* **Extrait du document**:
________________________

La coopération avec le Sud global au coeur de l’agenda

« Les BRICS ne sont pas une association anti-occidentale, c’est tout simplement un bloc qui n’est pas occidental », a déclaré Vladimir Poutine, lors d’une récente conférence de presse, pour définir l’objectif de sa présidence des BRICS 2024. L’ordre du jour du sommet se divise en deux parties : une réunion des Etats membres axée sur le « renforcement du multilatéralisme » et une autre élargie sous le thème de « la coopération des BRICS avec le Sud global » qui discutera l’élargissement potentiel de l’organisation à travers la création d’une nouvelle catégorie de « pays partenaires ». En marge du sommet, une autre réunion aura lieu pour discuter des grands conflits mondiaux, notamment ceux au Moyen-Orient. L’économie est également au coeur des discussions du sommet de Kazan. La Russie entend proposer un certain nombre d’initiatives et l’utilisation de monnaies numériques pour les investissements. Elle a l’intention également d’approuver une série d’accords avec les pays membres sur la coopération dans divers secteurs : la technologie, la médecine, les douanes, l’environnement et l’énergie. Selon Nourhan Al-Sheikh, experte dans les affaires internationales, l’interconnexion des systèmes au sein du groupe des BRICS est une étape importante. Les Emirats arabes unis effectuent déjà des transactions en devises locales avec la Russie et l’Inde. L’Egypte, de son côté, a adopté le rouble en septembre 2022 et utilise également le yuan chinois.

________________________

* **Données fournies**:
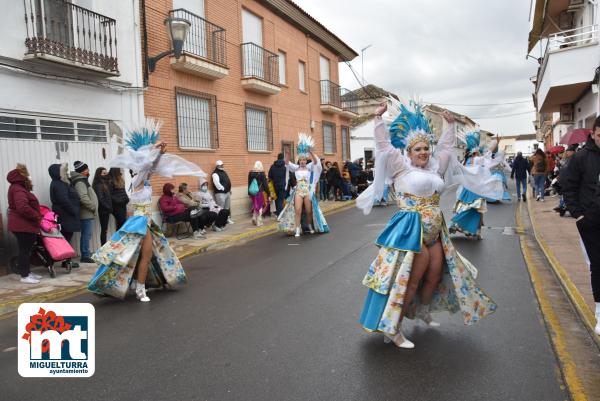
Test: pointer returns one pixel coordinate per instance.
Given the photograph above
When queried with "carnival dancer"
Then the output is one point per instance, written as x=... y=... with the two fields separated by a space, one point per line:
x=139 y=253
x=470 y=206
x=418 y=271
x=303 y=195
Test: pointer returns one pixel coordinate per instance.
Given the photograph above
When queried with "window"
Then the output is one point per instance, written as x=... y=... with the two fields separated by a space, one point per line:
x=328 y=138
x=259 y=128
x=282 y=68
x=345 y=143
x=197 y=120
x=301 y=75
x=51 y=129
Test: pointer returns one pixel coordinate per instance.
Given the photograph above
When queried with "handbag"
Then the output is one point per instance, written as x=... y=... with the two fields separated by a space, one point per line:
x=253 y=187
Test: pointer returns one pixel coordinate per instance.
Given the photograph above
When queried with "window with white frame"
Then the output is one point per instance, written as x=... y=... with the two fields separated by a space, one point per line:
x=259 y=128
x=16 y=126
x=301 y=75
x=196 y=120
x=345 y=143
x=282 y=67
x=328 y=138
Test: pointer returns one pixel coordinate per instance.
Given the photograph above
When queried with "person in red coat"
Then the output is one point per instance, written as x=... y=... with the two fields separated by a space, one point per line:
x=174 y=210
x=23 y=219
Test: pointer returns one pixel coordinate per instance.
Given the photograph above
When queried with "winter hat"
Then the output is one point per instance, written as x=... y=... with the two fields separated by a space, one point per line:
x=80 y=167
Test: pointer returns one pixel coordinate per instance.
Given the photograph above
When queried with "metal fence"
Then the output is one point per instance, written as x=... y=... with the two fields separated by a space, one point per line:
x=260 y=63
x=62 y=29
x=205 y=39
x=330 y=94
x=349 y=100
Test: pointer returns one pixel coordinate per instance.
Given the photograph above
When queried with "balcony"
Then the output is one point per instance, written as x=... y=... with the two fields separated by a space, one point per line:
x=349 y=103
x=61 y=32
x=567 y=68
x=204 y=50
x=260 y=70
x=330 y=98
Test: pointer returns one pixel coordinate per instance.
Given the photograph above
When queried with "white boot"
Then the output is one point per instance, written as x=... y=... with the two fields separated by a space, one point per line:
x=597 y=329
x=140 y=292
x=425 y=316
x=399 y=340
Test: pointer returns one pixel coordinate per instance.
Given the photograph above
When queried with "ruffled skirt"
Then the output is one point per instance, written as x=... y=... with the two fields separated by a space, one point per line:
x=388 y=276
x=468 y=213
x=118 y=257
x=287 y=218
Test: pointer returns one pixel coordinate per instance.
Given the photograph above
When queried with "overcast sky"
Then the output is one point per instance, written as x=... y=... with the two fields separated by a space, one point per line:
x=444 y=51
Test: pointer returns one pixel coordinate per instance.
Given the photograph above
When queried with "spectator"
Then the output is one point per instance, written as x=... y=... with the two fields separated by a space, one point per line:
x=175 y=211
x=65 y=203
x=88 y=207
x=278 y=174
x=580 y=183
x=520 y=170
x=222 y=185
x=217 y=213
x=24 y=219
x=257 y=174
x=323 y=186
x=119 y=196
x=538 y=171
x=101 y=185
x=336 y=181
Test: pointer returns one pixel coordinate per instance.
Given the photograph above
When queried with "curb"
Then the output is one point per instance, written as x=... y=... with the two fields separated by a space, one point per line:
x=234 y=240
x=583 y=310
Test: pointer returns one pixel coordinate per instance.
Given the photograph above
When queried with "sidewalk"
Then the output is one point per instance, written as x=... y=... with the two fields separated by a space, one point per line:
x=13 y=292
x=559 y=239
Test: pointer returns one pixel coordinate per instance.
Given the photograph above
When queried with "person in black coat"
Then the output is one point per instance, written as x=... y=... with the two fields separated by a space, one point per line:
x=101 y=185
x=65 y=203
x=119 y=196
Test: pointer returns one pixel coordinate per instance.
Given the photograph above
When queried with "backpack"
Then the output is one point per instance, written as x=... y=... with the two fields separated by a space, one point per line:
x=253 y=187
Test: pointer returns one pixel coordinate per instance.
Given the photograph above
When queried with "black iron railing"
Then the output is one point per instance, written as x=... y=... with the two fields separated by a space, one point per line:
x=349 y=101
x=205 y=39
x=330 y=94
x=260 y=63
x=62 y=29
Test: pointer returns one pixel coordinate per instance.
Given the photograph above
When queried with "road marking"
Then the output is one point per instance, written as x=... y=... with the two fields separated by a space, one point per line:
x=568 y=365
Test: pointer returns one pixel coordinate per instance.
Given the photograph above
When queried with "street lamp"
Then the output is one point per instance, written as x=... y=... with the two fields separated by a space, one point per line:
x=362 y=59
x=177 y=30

________________________

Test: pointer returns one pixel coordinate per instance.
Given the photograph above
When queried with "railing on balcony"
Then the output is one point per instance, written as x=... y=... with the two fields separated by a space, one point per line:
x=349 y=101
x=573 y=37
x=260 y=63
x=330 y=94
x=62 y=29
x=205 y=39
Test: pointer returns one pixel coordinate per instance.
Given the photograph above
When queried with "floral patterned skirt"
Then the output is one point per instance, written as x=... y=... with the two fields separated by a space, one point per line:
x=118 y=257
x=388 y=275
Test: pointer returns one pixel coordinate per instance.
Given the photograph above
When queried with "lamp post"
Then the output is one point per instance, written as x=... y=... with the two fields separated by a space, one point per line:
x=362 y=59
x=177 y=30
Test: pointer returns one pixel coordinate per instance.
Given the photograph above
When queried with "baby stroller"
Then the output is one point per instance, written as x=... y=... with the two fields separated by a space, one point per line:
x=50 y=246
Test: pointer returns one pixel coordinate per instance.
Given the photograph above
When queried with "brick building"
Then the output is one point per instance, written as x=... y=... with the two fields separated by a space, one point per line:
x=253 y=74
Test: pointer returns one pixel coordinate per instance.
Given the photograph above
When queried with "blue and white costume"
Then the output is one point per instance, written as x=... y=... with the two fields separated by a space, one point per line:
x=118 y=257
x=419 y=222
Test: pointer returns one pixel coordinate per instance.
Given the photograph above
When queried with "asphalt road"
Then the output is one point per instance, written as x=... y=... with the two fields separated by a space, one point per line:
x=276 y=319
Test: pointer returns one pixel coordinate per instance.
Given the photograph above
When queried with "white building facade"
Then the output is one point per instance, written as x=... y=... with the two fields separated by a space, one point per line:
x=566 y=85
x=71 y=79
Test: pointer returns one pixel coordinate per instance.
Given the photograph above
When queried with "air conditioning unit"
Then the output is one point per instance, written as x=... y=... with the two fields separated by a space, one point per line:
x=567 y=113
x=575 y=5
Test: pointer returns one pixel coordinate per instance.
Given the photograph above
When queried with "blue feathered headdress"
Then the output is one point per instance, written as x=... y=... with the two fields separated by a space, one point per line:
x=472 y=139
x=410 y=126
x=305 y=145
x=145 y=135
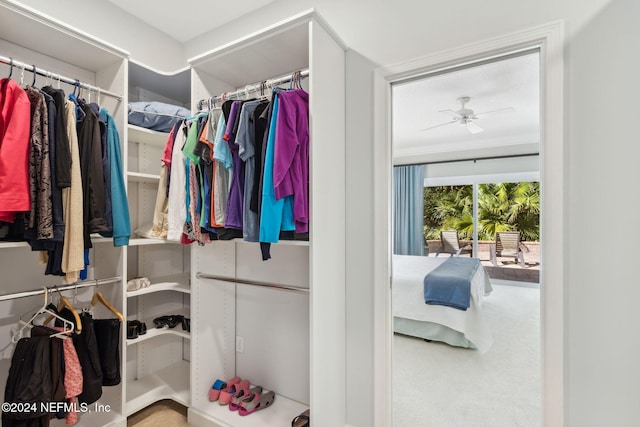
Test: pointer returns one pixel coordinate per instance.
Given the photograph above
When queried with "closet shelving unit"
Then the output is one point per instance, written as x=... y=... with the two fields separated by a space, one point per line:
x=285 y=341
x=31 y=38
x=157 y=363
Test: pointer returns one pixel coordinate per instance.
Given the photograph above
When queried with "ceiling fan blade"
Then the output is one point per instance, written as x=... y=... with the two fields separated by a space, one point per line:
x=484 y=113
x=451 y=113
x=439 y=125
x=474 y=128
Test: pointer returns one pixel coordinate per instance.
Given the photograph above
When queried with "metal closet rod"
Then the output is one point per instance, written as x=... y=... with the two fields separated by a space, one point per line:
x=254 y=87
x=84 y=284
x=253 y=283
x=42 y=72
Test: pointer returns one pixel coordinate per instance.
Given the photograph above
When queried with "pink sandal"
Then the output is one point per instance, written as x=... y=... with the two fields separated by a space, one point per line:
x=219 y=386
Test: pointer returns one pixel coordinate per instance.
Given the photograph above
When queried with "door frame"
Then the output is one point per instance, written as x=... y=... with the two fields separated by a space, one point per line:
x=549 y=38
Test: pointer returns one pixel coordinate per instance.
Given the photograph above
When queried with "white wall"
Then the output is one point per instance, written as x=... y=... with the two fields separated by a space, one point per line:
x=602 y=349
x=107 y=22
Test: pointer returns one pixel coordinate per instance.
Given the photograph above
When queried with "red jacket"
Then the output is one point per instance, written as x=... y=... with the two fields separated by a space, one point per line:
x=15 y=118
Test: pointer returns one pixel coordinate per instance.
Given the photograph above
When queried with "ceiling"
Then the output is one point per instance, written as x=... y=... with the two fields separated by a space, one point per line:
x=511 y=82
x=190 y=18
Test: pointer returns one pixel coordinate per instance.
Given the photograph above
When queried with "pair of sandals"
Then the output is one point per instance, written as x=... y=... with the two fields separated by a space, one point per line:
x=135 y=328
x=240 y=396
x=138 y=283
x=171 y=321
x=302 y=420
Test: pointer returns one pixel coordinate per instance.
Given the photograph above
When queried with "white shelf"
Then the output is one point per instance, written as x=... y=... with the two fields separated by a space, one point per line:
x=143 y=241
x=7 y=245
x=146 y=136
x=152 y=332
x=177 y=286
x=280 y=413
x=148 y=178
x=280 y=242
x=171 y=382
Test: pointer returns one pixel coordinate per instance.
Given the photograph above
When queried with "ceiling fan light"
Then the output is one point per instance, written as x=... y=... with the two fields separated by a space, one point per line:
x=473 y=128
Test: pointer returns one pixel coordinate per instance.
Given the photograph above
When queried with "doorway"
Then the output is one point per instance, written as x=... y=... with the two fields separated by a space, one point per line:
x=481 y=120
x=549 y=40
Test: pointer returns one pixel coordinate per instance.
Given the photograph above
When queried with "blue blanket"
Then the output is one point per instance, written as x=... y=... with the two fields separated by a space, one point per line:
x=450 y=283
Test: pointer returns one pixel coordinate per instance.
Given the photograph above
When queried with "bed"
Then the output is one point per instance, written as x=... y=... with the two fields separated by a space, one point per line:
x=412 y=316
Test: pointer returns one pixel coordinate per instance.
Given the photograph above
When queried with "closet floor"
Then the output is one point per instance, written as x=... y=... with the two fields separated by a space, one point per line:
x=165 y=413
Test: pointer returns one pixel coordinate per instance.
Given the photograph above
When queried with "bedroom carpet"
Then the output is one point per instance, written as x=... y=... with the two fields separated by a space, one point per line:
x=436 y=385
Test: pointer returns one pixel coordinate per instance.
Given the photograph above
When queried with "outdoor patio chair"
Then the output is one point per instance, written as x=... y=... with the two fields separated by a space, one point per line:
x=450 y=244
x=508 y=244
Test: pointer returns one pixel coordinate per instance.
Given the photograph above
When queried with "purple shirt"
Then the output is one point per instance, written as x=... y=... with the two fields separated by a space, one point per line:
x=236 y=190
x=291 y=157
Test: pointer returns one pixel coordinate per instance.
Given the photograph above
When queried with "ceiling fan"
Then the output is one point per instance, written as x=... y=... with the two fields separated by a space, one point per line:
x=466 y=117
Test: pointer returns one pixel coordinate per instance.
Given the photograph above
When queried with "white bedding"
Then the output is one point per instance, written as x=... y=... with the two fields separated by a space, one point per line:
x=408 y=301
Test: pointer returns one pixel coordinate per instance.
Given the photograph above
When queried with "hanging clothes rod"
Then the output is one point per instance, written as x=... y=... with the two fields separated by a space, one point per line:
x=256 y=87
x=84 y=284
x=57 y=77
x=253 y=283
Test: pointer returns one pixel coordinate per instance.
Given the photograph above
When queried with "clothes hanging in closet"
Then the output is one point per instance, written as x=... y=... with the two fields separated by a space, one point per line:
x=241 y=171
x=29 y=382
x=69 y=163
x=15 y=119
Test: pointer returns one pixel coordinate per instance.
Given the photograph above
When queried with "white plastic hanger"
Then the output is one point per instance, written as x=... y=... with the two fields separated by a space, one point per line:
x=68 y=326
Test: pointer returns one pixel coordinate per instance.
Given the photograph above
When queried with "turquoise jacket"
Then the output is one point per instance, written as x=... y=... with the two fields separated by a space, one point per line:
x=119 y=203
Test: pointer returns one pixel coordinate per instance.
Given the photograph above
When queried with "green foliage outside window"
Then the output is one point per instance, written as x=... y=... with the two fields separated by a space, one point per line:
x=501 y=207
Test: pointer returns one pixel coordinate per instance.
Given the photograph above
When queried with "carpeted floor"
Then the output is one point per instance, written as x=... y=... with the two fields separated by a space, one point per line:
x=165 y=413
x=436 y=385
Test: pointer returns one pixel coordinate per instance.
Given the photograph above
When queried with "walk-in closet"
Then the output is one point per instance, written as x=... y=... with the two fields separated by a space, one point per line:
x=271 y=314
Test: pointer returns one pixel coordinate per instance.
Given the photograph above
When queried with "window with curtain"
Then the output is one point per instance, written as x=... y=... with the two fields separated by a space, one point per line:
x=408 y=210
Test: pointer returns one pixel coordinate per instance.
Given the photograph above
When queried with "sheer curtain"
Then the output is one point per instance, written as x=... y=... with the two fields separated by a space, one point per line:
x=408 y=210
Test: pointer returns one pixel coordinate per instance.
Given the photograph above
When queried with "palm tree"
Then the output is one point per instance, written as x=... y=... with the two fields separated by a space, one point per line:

________________________

* **Objectif**:
Dans l'extrait sur le sommet des BRICS :
(a) Quelle nouvelle catégorie de pays la création envisagée pour l'élargissement porterait-elle ?
(b) Dans quels secteurs la Russie compte-t-elle approuver des accords de coopération avec les pays membres ?
(c) À quelle date l'Égypte a-t-elle adopté le rouble ?

* **La solution**:
(a) La catégorie des « pays partenaires ».
(b) La technologie, la médecine, les douanes, l'environnement et l'énergie.
(c) En septembre 2022.